Annotation entries for bounding boxes:
════

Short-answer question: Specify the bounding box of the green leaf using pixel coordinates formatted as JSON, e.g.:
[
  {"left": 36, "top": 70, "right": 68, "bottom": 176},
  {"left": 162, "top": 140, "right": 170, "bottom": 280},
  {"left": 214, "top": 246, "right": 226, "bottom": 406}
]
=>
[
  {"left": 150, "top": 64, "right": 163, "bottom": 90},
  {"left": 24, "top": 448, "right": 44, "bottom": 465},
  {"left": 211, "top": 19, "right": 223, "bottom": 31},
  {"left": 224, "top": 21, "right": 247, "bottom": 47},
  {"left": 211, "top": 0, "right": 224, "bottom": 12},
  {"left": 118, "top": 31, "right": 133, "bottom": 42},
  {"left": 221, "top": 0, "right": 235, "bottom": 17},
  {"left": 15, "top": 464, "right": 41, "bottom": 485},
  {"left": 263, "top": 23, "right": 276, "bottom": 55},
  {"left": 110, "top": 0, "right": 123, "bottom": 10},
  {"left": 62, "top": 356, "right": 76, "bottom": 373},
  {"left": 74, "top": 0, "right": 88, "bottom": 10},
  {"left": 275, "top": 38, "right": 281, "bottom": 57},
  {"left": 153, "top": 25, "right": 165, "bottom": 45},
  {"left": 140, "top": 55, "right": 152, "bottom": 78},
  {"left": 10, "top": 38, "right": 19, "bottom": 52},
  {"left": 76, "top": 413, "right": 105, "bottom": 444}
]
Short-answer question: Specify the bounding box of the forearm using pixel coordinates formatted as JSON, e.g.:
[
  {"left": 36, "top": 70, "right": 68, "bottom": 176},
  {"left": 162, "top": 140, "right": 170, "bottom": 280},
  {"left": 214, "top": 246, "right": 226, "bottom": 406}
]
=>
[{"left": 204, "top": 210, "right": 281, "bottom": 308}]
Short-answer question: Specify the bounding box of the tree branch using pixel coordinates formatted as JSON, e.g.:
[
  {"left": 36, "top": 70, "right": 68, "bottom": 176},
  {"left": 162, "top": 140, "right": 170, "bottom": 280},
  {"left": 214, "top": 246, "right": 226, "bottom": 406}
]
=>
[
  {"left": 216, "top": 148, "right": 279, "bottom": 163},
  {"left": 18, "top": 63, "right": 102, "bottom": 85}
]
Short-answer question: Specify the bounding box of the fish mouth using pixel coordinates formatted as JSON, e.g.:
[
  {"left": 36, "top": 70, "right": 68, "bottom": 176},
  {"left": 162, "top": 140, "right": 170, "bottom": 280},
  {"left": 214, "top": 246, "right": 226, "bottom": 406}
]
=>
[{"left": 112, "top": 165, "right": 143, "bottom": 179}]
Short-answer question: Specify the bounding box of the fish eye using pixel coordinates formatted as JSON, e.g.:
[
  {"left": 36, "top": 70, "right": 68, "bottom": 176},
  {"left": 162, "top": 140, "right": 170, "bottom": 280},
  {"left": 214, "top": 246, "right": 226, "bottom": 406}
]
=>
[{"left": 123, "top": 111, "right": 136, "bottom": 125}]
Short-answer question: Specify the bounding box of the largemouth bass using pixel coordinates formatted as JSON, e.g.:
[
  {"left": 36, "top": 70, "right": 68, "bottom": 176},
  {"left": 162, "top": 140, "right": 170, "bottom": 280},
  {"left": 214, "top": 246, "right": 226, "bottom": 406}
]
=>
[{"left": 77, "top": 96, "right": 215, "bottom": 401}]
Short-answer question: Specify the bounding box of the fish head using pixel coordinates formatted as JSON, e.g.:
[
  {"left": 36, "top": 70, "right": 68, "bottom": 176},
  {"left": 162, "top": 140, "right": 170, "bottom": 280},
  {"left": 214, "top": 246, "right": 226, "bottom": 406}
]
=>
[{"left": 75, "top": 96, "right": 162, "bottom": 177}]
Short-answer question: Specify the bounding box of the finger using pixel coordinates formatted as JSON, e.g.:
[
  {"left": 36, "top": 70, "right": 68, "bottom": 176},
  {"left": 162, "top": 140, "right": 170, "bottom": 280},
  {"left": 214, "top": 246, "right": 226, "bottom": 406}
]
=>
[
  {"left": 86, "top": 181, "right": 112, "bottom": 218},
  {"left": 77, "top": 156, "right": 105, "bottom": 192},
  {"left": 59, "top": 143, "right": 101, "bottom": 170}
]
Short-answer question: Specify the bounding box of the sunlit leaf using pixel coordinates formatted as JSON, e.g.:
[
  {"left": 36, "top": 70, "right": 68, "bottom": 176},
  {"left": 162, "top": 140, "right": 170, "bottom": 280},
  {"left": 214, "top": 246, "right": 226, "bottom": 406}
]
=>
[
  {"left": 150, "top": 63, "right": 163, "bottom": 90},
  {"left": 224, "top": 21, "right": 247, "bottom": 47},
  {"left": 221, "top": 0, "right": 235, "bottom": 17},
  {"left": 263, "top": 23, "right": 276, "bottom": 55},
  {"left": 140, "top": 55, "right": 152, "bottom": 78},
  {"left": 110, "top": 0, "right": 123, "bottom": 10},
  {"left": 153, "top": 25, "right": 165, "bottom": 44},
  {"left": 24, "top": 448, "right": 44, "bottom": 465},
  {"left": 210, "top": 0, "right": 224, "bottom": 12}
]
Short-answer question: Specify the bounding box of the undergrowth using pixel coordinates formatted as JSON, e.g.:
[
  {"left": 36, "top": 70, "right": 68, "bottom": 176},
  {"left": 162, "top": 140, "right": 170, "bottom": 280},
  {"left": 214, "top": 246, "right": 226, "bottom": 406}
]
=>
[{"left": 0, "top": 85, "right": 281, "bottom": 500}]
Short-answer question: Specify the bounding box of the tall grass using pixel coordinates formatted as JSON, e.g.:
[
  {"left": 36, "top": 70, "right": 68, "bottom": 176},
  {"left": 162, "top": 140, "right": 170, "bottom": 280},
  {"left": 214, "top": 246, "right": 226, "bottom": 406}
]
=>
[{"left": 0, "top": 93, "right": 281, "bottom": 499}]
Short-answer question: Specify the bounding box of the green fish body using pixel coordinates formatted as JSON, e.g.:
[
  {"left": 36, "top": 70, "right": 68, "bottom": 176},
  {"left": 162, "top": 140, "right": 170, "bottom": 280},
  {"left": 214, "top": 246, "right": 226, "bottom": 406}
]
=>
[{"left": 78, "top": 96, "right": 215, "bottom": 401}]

════

* _Objective_: Return every one of the records above unchanged, line for line.

* _Result_:
Short-answer question: Specify the bounding box of the green leaf using pixel coordinates formatted as JSON, e.g.:
[
  {"left": 36, "top": 70, "right": 68, "bottom": 176},
  {"left": 162, "top": 140, "right": 170, "bottom": 280},
  {"left": 214, "top": 246, "right": 226, "bottom": 406}
]
=>
[
  {"left": 150, "top": 64, "right": 163, "bottom": 90},
  {"left": 24, "top": 448, "right": 44, "bottom": 465},
  {"left": 211, "top": 19, "right": 223, "bottom": 31},
  {"left": 224, "top": 21, "right": 247, "bottom": 47},
  {"left": 211, "top": 0, "right": 224, "bottom": 12},
  {"left": 118, "top": 31, "right": 133, "bottom": 42},
  {"left": 221, "top": 0, "right": 235, "bottom": 17},
  {"left": 15, "top": 464, "right": 41, "bottom": 485},
  {"left": 263, "top": 23, "right": 276, "bottom": 55},
  {"left": 110, "top": 0, "right": 123, "bottom": 10},
  {"left": 62, "top": 356, "right": 76, "bottom": 373},
  {"left": 74, "top": 0, "right": 88, "bottom": 10},
  {"left": 275, "top": 38, "right": 281, "bottom": 57},
  {"left": 153, "top": 25, "right": 165, "bottom": 45},
  {"left": 140, "top": 55, "right": 152, "bottom": 78},
  {"left": 10, "top": 38, "right": 19, "bottom": 52},
  {"left": 76, "top": 413, "right": 105, "bottom": 444}
]
Short-answer question: Specify the bounding box of the forearm using pixel coordinates formatted as JSON, e.g.:
[
  {"left": 36, "top": 70, "right": 68, "bottom": 176},
  {"left": 162, "top": 140, "right": 170, "bottom": 280},
  {"left": 214, "top": 246, "right": 226, "bottom": 406}
]
=>
[{"left": 204, "top": 210, "right": 281, "bottom": 308}]
Short-answer question: Specify the bounding box of the tree branch using pixel coordinates formatted as JSON, e.g.:
[
  {"left": 36, "top": 70, "right": 68, "bottom": 176},
  {"left": 162, "top": 140, "right": 170, "bottom": 280},
  {"left": 214, "top": 246, "right": 226, "bottom": 406}
]
=>
[
  {"left": 216, "top": 148, "right": 279, "bottom": 163},
  {"left": 18, "top": 63, "right": 102, "bottom": 85}
]
Short-answer question: Specify the bounding box of the fish mouth using pixel coordinates formatted as JSON, e.g.:
[
  {"left": 36, "top": 70, "right": 68, "bottom": 176},
  {"left": 162, "top": 140, "right": 170, "bottom": 280},
  {"left": 214, "top": 246, "right": 226, "bottom": 406}
]
=>
[{"left": 112, "top": 165, "right": 143, "bottom": 179}]
Short-answer question: Specify the bounding box of the fish eye using pixel coordinates formatted as JSON, e.g.:
[
  {"left": 36, "top": 70, "right": 68, "bottom": 176},
  {"left": 162, "top": 140, "right": 170, "bottom": 280},
  {"left": 214, "top": 246, "right": 226, "bottom": 406}
]
=>
[{"left": 123, "top": 111, "right": 136, "bottom": 125}]
Short-answer question: Specify the bounding box of the largemouth bass using pixel coordinates formatted as JSON, e.g.:
[
  {"left": 36, "top": 70, "right": 68, "bottom": 176},
  {"left": 162, "top": 140, "right": 170, "bottom": 280},
  {"left": 214, "top": 246, "right": 226, "bottom": 406}
]
=>
[{"left": 77, "top": 96, "right": 215, "bottom": 401}]
Short-answer question: Specify the bounding box of the fish head using pixel coordinates formatted as JSON, e.g.:
[
  {"left": 36, "top": 70, "right": 68, "bottom": 176},
  {"left": 162, "top": 140, "right": 170, "bottom": 280},
  {"left": 214, "top": 246, "right": 226, "bottom": 406}
]
=>
[{"left": 75, "top": 96, "right": 162, "bottom": 177}]
Short-answer question: Specify the bounding box of the finger using pixel coordinates formatted as JSON, e.g.:
[
  {"left": 36, "top": 70, "right": 68, "bottom": 176},
  {"left": 162, "top": 140, "right": 170, "bottom": 280},
  {"left": 214, "top": 246, "right": 226, "bottom": 406}
]
=>
[
  {"left": 86, "top": 181, "right": 112, "bottom": 218},
  {"left": 77, "top": 156, "right": 105, "bottom": 192},
  {"left": 59, "top": 143, "right": 101, "bottom": 170}
]
Short-answer question: Specify the bounding box of the sunlit leaf using pixel coordinates formatted as JSON, e.g.:
[
  {"left": 36, "top": 70, "right": 68, "bottom": 176},
  {"left": 162, "top": 140, "right": 170, "bottom": 280},
  {"left": 214, "top": 246, "right": 226, "bottom": 406}
]
=>
[
  {"left": 150, "top": 63, "right": 163, "bottom": 90},
  {"left": 224, "top": 21, "right": 247, "bottom": 47},
  {"left": 221, "top": 0, "right": 235, "bottom": 17},
  {"left": 263, "top": 23, "right": 276, "bottom": 55},
  {"left": 140, "top": 55, "right": 152, "bottom": 78},
  {"left": 110, "top": 0, "right": 123, "bottom": 10},
  {"left": 153, "top": 25, "right": 165, "bottom": 44},
  {"left": 24, "top": 448, "right": 44, "bottom": 465},
  {"left": 210, "top": 0, "right": 224, "bottom": 12}
]
Short-answer question: Specify the bounding box of the undergrowth using pixel coordinates formatted as JSON, e.g.:
[
  {"left": 36, "top": 70, "right": 68, "bottom": 176},
  {"left": 162, "top": 140, "right": 170, "bottom": 280},
  {"left": 214, "top": 246, "right": 226, "bottom": 406}
]
=>
[{"left": 0, "top": 85, "right": 281, "bottom": 500}]
Short-answer question: Specify the bounding box of the tall grass using pixel coordinates formatted as JSON, e.g.:
[
  {"left": 36, "top": 70, "right": 68, "bottom": 176},
  {"left": 162, "top": 140, "right": 170, "bottom": 280},
  {"left": 214, "top": 246, "right": 226, "bottom": 406}
]
=>
[{"left": 0, "top": 93, "right": 281, "bottom": 499}]
Short-answer question: Specify the bounding box of the green fish body using pixel coordinates formatted as JSON, e.g.:
[
  {"left": 36, "top": 70, "right": 68, "bottom": 176},
  {"left": 162, "top": 140, "right": 170, "bottom": 280},
  {"left": 214, "top": 246, "right": 226, "bottom": 406}
]
=>
[{"left": 78, "top": 96, "right": 215, "bottom": 401}]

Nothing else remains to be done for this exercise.